DIRECTIONS
Edit the records from the line with "Labeling guidelines — the class of interest is gray" up to and including the line with "[30,106,500,326]" so that "fog" becomes "mist". Keep everything else the same.

## START TASK INPUT

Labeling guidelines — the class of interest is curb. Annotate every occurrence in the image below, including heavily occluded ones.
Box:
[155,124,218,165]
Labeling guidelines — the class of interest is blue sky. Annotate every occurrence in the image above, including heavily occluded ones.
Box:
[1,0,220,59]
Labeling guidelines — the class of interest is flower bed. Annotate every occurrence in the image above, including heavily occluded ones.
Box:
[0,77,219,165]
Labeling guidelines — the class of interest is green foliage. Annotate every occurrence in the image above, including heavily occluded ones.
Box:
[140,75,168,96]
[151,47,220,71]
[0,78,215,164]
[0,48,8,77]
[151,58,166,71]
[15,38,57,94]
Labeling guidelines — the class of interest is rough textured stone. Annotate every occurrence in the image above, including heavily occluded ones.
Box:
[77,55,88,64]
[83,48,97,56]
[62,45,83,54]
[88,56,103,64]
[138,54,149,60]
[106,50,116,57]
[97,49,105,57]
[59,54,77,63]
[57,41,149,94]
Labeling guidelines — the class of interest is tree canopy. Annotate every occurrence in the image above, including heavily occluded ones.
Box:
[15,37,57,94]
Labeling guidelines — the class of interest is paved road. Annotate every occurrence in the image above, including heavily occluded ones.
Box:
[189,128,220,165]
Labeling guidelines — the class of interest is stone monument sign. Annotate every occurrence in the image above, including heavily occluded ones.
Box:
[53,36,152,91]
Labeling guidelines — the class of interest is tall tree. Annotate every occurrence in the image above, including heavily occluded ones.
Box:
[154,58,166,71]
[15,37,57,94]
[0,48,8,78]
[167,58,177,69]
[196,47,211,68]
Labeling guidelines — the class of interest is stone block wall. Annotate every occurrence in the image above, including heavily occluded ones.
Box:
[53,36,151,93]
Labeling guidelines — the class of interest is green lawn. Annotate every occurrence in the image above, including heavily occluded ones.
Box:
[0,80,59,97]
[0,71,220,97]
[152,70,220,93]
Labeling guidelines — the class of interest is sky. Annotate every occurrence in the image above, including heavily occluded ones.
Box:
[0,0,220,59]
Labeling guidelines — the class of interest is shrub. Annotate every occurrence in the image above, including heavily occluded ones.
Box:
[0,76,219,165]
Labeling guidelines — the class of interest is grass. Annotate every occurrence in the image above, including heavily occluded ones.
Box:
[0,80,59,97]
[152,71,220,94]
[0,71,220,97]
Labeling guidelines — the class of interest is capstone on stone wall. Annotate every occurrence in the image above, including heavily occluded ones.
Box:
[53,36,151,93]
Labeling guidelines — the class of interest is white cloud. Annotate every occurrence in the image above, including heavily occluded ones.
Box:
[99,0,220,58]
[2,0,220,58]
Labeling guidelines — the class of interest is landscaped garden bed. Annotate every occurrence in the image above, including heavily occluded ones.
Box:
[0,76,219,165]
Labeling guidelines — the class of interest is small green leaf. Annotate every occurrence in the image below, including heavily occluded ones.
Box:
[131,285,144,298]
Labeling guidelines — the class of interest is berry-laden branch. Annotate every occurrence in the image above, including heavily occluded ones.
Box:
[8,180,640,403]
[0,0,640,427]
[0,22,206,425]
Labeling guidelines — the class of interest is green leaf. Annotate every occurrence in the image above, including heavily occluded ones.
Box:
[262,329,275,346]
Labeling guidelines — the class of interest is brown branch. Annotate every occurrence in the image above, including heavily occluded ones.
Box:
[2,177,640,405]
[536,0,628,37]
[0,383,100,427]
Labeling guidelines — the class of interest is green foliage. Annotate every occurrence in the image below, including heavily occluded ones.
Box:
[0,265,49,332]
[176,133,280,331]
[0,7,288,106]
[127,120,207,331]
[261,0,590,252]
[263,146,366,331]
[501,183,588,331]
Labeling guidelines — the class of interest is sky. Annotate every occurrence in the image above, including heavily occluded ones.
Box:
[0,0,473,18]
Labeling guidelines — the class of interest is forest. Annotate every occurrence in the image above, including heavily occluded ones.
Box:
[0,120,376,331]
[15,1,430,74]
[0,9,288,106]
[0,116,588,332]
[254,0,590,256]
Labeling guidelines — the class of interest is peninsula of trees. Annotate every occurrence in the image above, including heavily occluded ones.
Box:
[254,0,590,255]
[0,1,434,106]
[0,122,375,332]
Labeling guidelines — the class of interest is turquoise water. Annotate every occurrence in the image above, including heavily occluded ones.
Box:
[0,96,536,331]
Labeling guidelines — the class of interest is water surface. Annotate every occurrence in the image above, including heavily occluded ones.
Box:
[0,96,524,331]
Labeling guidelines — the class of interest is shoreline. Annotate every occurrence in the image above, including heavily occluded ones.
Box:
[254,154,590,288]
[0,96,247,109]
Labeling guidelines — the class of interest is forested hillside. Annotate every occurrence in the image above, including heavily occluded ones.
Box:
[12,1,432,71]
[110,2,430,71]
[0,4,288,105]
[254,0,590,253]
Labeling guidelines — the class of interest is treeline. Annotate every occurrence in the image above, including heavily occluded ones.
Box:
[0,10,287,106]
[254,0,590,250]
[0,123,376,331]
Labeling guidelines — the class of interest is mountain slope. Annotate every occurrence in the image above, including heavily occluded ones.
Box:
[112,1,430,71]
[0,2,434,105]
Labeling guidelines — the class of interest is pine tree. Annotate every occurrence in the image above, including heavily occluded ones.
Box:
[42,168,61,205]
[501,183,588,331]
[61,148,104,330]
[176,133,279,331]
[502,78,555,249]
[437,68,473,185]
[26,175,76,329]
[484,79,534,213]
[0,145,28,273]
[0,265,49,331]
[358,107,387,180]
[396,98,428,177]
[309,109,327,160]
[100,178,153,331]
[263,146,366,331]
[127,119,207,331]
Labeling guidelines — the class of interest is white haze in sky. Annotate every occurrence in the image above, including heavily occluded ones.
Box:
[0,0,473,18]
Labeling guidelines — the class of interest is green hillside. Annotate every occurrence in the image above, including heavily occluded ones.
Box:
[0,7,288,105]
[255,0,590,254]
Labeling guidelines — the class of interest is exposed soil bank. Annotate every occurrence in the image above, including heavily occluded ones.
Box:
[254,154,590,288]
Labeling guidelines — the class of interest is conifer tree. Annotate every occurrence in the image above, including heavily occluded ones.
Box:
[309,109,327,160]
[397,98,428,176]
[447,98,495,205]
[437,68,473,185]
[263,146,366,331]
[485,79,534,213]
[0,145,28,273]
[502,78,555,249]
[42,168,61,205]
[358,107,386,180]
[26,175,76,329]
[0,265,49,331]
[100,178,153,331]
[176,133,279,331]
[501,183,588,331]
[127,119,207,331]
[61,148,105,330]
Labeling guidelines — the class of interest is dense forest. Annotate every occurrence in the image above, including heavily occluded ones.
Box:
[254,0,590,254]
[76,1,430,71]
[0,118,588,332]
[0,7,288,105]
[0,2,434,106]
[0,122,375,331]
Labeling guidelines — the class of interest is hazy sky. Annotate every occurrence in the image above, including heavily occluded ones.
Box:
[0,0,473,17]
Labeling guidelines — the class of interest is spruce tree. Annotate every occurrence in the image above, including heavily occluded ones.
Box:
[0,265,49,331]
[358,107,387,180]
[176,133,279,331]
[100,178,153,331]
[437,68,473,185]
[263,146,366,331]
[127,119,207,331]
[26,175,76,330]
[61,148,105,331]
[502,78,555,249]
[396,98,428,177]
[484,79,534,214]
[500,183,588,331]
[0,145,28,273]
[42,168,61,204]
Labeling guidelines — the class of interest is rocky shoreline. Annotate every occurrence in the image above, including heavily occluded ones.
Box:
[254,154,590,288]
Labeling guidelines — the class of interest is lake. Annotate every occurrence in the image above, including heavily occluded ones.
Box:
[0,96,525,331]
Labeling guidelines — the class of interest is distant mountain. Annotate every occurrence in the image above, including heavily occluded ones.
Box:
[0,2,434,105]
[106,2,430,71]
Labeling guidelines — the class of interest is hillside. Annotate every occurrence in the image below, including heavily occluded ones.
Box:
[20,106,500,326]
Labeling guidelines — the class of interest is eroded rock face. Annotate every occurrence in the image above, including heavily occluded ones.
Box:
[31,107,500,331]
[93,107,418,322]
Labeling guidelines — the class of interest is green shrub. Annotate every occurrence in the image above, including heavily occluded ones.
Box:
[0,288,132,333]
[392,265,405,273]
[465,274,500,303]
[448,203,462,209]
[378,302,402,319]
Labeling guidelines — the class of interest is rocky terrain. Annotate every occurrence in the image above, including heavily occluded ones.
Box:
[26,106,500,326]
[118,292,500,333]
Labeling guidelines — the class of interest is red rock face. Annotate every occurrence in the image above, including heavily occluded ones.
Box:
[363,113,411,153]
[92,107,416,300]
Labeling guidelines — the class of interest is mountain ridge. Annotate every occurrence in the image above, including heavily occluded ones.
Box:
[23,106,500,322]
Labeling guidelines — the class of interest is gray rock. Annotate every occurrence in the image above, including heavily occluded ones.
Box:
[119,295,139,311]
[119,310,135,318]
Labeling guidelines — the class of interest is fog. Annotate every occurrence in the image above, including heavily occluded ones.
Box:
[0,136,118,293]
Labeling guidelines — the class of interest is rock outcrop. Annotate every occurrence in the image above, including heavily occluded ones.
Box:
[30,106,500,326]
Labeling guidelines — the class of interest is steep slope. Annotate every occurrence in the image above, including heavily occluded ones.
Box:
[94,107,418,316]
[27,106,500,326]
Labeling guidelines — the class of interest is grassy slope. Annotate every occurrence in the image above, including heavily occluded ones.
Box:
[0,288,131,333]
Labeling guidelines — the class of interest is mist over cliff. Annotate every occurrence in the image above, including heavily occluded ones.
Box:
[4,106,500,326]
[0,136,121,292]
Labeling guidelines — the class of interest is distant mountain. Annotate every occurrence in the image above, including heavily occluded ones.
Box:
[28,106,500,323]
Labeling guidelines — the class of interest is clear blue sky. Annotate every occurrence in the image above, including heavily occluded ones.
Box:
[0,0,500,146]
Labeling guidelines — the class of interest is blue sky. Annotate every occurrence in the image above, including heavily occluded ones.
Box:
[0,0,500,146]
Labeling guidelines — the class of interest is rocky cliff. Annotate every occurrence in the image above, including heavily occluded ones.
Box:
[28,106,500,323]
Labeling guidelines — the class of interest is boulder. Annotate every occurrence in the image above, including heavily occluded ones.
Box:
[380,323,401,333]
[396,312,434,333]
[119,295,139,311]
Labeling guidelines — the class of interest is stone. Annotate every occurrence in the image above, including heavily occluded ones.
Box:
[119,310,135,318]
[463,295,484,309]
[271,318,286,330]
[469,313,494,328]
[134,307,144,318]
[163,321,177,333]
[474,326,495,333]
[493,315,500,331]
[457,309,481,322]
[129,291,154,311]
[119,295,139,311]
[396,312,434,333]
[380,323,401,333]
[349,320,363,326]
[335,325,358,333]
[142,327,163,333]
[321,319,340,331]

## END TASK INPUT

TASK RESULT
Labeling guidelines — the class of interest is gray rock. Annotate every occurrence in the image above, including heavily occluded ones.
Box:
[119,295,139,311]
[119,310,135,318]
Labeling guidelines — the class of interest is mist. Annotate every occurrence in the image above, including heavily occluded ones.
Box:
[0,136,118,293]
Labeling guidelines — the class of interest is rock outcrop. Annotate every occurrence in the image above, including heavily occluded ones.
Box:
[30,106,500,326]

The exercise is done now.